MATERIAL FOR THIS EXERCISE →
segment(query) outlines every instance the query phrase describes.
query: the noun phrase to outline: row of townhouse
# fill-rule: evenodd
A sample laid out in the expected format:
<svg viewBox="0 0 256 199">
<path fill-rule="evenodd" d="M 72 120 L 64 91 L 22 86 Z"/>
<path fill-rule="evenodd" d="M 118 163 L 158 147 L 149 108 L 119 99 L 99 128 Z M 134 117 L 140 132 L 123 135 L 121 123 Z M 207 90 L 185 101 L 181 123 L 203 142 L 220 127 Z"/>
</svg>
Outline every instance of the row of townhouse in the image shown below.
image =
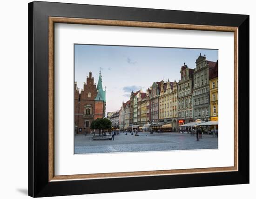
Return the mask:
<svg viewBox="0 0 256 199">
<path fill-rule="evenodd" d="M 184 63 L 178 82 L 154 82 L 145 93 L 132 91 L 118 111 L 119 128 L 171 124 L 175 131 L 196 119 L 217 120 L 218 61 L 200 53 L 195 65 L 192 69 Z"/>
</svg>

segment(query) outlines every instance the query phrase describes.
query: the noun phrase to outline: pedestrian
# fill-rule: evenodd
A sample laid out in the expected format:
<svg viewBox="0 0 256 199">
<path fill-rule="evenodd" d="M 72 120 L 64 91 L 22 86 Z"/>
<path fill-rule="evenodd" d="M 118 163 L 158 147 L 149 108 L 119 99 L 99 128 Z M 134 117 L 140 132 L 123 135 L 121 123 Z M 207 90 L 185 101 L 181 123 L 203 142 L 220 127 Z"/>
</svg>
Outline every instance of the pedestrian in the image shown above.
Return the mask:
<svg viewBox="0 0 256 199">
<path fill-rule="evenodd" d="M 199 128 L 196 129 L 196 141 L 199 141 L 199 134 L 200 133 L 200 129 Z"/>
<path fill-rule="evenodd" d="M 203 130 L 202 127 L 200 127 L 200 133 L 199 134 L 199 139 L 202 139 L 202 133 L 203 132 Z"/>
<path fill-rule="evenodd" d="M 111 140 L 112 140 L 112 139 L 113 139 L 113 141 L 114 141 L 114 139 L 115 139 L 115 132 L 114 132 L 114 131 L 112 131 L 112 132 L 111 132 L 111 135 L 112 135 L 111 136 Z"/>
</svg>

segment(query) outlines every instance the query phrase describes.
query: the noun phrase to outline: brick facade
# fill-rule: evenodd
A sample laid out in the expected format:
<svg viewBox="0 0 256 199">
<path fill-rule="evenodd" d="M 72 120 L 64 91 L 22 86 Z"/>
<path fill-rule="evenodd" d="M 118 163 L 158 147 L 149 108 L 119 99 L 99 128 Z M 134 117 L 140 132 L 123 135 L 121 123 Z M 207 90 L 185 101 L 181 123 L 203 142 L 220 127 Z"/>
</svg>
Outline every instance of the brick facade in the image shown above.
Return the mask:
<svg viewBox="0 0 256 199">
<path fill-rule="evenodd" d="M 75 82 L 74 90 L 75 133 L 90 133 L 92 131 L 90 128 L 92 122 L 105 116 L 106 103 L 94 100 L 97 93 L 91 72 L 87 77 L 86 83 L 84 83 L 83 89 L 79 93 Z"/>
</svg>

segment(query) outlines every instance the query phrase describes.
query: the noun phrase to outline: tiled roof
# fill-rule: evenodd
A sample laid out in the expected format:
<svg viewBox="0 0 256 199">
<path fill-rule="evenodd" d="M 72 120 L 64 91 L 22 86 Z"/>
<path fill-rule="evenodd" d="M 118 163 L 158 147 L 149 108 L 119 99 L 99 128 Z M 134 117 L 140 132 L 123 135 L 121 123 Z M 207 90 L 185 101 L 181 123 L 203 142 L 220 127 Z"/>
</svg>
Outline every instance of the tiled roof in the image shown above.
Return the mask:
<svg viewBox="0 0 256 199">
<path fill-rule="evenodd" d="M 141 93 L 141 99 L 143 99 L 146 97 L 147 96 L 147 94 L 146 93 Z"/>
<path fill-rule="evenodd" d="M 207 63 L 209 64 L 209 68 L 214 69 L 215 67 L 215 65 L 216 64 L 216 62 L 215 62 L 214 61 L 208 61 L 208 60 L 206 60 L 207 62 Z"/>
<path fill-rule="evenodd" d="M 210 79 L 218 77 L 218 60 L 215 64 L 214 69 L 211 70 L 211 73 L 209 74 L 209 78 Z"/>
</svg>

TASK STATEMENT → Transcribe all of the entries word for word, but skip any pictures they contain.

RESULT OF THE EXERCISE →
segment(query) outlines every instance the query phrase describes.
query: the noun phrase to outline: row of townhouse
# fill-rule: evenodd
A sample laid out in the expected format:
<svg viewBox="0 0 256 199">
<path fill-rule="evenodd" d="M 72 120 L 64 91 L 22 86 Z"/>
<path fill-rule="evenodd" d="M 118 163 L 158 147 L 149 108 L 119 99 L 99 128 Z M 134 117 L 140 132 L 123 135 L 121 123 Z M 207 90 L 185 101 L 181 123 L 203 142 L 220 127 Z"/>
</svg>
Outline every instance of the row of townhouse in the image shown below.
image =
Return the mask:
<svg viewBox="0 0 256 199">
<path fill-rule="evenodd" d="M 184 63 L 178 82 L 154 82 L 145 93 L 132 91 L 118 111 L 119 128 L 171 124 L 175 131 L 196 119 L 217 120 L 218 61 L 200 53 L 195 65 L 192 69 Z"/>
</svg>

segment(query) outlines every instance the query phrase describes.
query: the noun phrase to outline: pedestrian
# fill-rule: evenodd
A sample laid out in the expected format:
<svg viewBox="0 0 256 199">
<path fill-rule="evenodd" d="M 72 120 L 64 91 L 22 86 Z"/>
<path fill-rule="evenodd" d="M 118 163 L 158 147 L 149 108 L 119 99 L 99 128 Z M 134 117 L 140 132 L 123 135 L 121 123 Z M 207 90 L 185 101 L 181 123 L 203 142 L 220 127 Z"/>
</svg>
Outline every instance of the pedestrian in the image shown above.
Return the mask:
<svg viewBox="0 0 256 199">
<path fill-rule="evenodd" d="M 199 128 L 196 129 L 196 141 L 199 141 L 199 134 L 200 133 L 200 129 Z"/>
<path fill-rule="evenodd" d="M 203 130 L 202 127 L 200 127 L 200 133 L 199 134 L 199 139 L 202 139 L 202 133 L 203 132 Z"/>
<path fill-rule="evenodd" d="M 111 140 L 112 140 L 112 139 L 113 139 L 113 141 L 114 141 L 114 139 L 115 139 L 115 132 L 114 132 L 114 131 L 112 131 L 112 132 L 111 132 L 111 135 L 112 135 L 111 136 Z"/>
</svg>

segment(query) outlines every instance the query phrase describes.
query: the noun phrase to outline: brick facade
# fill-rule: evenodd
A sample laid out in the expected format:
<svg viewBox="0 0 256 199">
<path fill-rule="evenodd" d="M 72 120 L 64 91 L 22 86 Z"/>
<path fill-rule="evenodd" d="M 118 163 L 158 147 L 149 108 L 119 99 L 99 128 Z M 134 117 L 140 132 L 123 135 L 121 123 Z M 207 90 L 185 101 L 181 123 L 203 142 L 220 127 Z"/>
</svg>
Outline every instance of the brick facade in the image shown above.
Return the mask:
<svg viewBox="0 0 256 199">
<path fill-rule="evenodd" d="M 75 82 L 74 90 L 75 133 L 90 133 L 92 131 L 90 128 L 92 122 L 105 116 L 106 103 L 94 100 L 97 93 L 91 72 L 87 77 L 86 83 L 84 83 L 83 89 L 79 93 Z"/>
</svg>

segment(query) outlines every instance the query phrase describes.
query: the noun phrase to outline: tiled roof
# fill-rule: evenodd
A sample laid out in the expected format:
<svg viewBox="0 0 256 199">
<path fill-rule="evenodd" d="M 72 120 L 64 91 L 22 86 Z"/>
<path fill-rule="evenodd" d="M 118 163 L 158 147 L 149 108 L 119 99 L 99 128 Z M 134 117 L 140 132 L 123 135 L 121 123 Z M 207 90 L 185 101 L 181 123 L 203 142 L 220 127 Z"/>
</svg>
Outline every instance of the tiled roof in the image shown above.
Return the mask:
<svg viewBox="0 0 256 199">
<path fill-rule="evenodd" d="M 141 93 L 141 99 L 143 99 L 146 97 L 147 96 L 147 94 L 146 93 Z"/>
<path fill-rule="evenodd" d="M 207 63 L 209 64 L 209 68 L 214 69 L 215 67 L 215 65 L 216 64 L 216 62 L 215 62 L 214 61 L 208 61 L 208 60 L 206 60 L 207 62 Z"/>
<path fill-rule="evenodd" d="M 210 79 L 218 77 L 218 60 L 215 64 L 214 69 L 211 70 L 211 73 L 209 74 L 209 78 Z"/>
</svg>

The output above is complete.